Substitute "shoulder board" for "epaulet" in the data below, starting with the line containing "For the benchmark, indicate the green moss" and going on through the line containing "point(154, 122)", and copy those lines with nothing else changed. Leave the picture out of your answer.

** Begin EXTRACTED MATERIAL **

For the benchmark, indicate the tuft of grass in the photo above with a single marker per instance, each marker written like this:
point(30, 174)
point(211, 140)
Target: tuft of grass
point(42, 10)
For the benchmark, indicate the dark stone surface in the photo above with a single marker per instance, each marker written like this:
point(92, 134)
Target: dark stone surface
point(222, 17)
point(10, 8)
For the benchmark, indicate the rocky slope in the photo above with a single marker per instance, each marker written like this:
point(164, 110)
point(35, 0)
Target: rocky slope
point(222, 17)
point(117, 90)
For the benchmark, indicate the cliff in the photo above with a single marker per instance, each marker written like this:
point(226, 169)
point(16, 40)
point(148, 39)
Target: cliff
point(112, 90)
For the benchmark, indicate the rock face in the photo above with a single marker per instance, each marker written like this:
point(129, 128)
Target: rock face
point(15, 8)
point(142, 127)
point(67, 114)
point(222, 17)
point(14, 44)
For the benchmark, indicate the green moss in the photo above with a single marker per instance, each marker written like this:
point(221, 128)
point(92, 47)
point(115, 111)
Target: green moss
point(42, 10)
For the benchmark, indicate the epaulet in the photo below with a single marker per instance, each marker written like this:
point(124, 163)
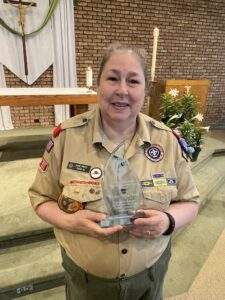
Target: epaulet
point(57, 130)
point(183, 145)
point(76, 121)
point(154, 122)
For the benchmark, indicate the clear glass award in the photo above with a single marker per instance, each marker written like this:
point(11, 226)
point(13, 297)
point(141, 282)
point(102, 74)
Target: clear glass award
point(122, 192)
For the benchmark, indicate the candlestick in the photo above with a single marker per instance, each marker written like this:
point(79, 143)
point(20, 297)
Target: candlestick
point(154, 51)
point(89, 77)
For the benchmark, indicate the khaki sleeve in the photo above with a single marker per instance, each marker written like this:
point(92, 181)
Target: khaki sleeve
point(46, 186)
point(187, 190)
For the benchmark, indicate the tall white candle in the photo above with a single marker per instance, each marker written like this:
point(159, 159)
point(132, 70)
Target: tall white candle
point(89, 77)
point(154, 51)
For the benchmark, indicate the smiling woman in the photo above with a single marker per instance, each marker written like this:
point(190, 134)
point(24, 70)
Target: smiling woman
point(114, 184)
point(121, 92)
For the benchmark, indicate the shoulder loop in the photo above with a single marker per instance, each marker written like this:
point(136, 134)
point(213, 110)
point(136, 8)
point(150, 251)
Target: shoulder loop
point(159, 124)
point(57, 130)
point(183, 145)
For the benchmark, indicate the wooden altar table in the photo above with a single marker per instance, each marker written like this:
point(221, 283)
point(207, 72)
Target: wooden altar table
point(46, 96)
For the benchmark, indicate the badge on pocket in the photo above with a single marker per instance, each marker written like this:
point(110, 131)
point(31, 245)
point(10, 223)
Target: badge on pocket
point(69, 205)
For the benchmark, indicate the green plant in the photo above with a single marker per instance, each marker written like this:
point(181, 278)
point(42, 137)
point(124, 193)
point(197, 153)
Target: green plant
point(180, 113)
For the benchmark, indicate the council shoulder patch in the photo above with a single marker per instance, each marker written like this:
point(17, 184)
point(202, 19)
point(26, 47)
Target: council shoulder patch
point(57, 130)
point(154, 152)
point(43, 164)
point(49, 145)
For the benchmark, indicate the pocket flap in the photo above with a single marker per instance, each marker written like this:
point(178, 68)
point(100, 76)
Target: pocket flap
point(83, 193)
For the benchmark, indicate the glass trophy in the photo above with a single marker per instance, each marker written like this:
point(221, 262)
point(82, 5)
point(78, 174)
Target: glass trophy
point(122, 192)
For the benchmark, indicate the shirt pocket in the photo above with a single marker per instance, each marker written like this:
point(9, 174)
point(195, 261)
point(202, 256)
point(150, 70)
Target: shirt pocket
point(89, 196)
point(158, 198)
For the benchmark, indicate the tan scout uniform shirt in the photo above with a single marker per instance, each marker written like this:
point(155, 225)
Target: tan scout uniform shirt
point(165, 176)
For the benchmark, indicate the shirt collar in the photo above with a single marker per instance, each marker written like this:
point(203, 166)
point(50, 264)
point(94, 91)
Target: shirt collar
point(142, 133)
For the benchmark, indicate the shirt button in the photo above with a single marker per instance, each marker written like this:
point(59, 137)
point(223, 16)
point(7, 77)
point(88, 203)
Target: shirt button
point(92, 191)
point(124, 251)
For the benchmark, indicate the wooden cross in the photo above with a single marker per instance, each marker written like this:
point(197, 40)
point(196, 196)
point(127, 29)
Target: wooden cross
point(22, 6)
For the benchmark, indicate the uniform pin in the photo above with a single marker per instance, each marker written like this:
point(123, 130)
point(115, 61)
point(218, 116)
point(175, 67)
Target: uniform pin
point(95, 173)
point(155, 152)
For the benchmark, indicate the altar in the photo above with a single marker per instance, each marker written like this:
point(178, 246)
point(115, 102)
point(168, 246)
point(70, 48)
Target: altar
point(46, 96)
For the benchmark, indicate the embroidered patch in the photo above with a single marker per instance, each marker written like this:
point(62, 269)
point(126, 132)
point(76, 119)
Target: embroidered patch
point(147, 183)
point(155, 152)
point(69, 205)
point(49, 145)
point(57, 130)
point(89, 182)
point(171, 181)
point(78, 167)
point(95, 173)
point(43, 165)
point(159, 179)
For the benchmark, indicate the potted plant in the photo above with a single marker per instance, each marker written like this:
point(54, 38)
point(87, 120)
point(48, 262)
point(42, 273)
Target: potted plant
point(180, 113)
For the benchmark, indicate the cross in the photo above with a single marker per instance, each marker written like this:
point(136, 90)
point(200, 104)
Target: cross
point(22, 6)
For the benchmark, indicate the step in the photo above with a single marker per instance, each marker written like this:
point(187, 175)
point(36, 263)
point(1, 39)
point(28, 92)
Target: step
point(191, 249)
point(209, 283)
point(209, 175)
point(51, 294)
point(30, 268)
point(16, 214)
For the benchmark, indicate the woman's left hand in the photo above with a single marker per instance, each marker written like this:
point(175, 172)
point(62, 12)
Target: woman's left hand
point(153, 224)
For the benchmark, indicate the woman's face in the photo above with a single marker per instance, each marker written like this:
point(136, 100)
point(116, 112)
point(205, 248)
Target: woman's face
point(121, 89)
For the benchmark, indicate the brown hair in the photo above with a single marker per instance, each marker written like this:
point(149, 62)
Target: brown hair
point(118, 47)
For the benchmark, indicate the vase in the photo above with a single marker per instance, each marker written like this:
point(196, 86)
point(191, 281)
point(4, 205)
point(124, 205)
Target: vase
point(196, 153)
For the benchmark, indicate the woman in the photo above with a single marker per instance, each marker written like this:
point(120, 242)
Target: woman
point(116, 262)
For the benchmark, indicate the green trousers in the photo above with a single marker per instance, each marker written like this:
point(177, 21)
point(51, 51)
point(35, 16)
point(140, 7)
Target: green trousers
point(147, 285)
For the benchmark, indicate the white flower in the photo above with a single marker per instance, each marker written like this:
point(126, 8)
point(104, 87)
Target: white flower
point(199, 117)
point(174, 92)
point(206, 128)
point(187, 88)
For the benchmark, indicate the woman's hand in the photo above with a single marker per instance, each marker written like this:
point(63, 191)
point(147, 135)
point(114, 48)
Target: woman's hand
point(82, 221)
point(153, 224)
point(86, 222)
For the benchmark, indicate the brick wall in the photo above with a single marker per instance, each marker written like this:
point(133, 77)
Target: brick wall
point(31, 115)
point(191, 43)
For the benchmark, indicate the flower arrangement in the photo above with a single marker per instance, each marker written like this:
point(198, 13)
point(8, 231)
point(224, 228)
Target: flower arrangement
point(180, 113)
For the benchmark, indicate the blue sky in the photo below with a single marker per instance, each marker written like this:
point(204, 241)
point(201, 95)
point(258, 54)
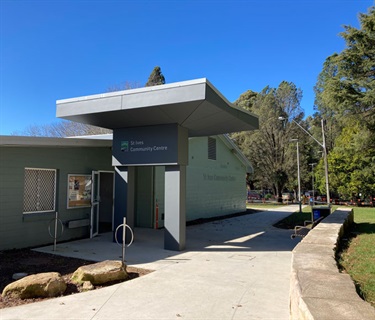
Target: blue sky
point(51, 50)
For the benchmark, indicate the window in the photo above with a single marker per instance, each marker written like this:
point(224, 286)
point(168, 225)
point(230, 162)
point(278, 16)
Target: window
point(79, 190)
point(211, 148)
point(39, 190)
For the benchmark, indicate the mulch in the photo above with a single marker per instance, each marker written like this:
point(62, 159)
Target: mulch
point(32, 262)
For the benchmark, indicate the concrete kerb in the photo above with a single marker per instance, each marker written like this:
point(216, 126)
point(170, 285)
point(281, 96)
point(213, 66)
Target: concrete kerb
point(317, 289)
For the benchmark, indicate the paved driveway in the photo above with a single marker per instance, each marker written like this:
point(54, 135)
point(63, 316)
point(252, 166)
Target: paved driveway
point(237, 268)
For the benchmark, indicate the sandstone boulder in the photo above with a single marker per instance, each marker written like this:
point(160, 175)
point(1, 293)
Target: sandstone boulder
point(41, 285)
point(100, 273)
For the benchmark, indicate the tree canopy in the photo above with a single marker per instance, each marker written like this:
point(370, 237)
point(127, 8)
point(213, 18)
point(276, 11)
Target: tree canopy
point(269, 149)
point(345, 97)
point(156, 78)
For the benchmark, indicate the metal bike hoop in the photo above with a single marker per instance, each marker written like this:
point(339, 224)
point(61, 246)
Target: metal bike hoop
point(131, 231)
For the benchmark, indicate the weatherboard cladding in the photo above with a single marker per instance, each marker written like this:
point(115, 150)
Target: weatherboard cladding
point(214, 187)
point(18, 230)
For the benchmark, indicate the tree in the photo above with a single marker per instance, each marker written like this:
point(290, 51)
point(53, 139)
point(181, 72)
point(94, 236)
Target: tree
point(156, 78)
point(269, 148)
point(352, 163)
point(346, 86)
point(345, 98)
point(62, 128)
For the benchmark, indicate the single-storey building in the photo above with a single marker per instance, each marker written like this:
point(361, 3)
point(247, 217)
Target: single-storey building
point(42, 176)
point(169, 161)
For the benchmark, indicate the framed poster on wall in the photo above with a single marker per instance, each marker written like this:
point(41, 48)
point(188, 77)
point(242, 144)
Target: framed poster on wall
point(79, 190)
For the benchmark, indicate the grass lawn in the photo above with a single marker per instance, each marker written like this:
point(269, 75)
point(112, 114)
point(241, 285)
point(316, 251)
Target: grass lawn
point(358, 259)
point(358, 256)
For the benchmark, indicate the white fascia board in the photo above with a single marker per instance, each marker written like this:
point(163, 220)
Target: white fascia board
point(19, 141)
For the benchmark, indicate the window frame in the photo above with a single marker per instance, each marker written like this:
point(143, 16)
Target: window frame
point(35, 191)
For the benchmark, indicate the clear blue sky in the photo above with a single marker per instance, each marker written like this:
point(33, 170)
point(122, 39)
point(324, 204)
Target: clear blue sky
point(51, 50)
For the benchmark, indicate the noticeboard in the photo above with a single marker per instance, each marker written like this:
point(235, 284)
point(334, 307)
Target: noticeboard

** End EXTRACTED MATERIAL **

» TASK ANSWER:
For the benchmark, indicate the green moss in the photo above with a single marker per instance, each marker written like this:
point(221, 128)
point(92, 47)
point(115, 111)
Target: green moss
point(42, 10)
For the benchmark, indicate the shoulder board in the photo below with a single marker per instance, each marker written like this:
point(124, 163)
Target: shoulder board
point(57, 130)
point(183, 145)
point(76, 121)
point(154, 122)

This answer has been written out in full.